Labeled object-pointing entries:
--------------------------------

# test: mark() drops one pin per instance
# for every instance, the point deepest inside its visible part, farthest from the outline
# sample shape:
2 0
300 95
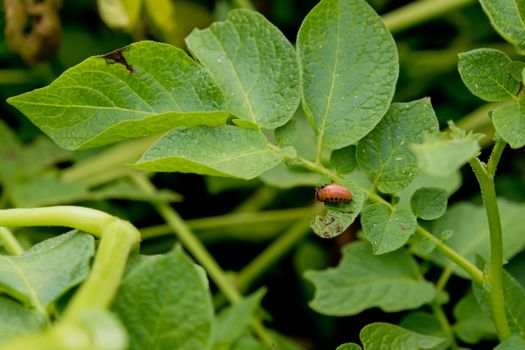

--------------------------------

Output every line of the material above verbatim, leaving out the pictures.

Reply
# test: mark() drops one pin per instance
# for every instance, the point deepest inside its visible part, farthest from the outline
# sample shape:
2 0
300 95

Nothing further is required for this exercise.